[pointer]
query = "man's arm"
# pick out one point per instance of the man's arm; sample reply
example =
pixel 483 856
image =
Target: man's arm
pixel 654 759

□ □ □ □

● **What the task requires**
Print every line of the listing shown above, exactly.

● **Written solution**
[pointer]
query = "man's arm"
# pick out one point per instance of the man's arm; sample reply
example =
pixel 483 856
image =
Target: man's arm
pixel 654 759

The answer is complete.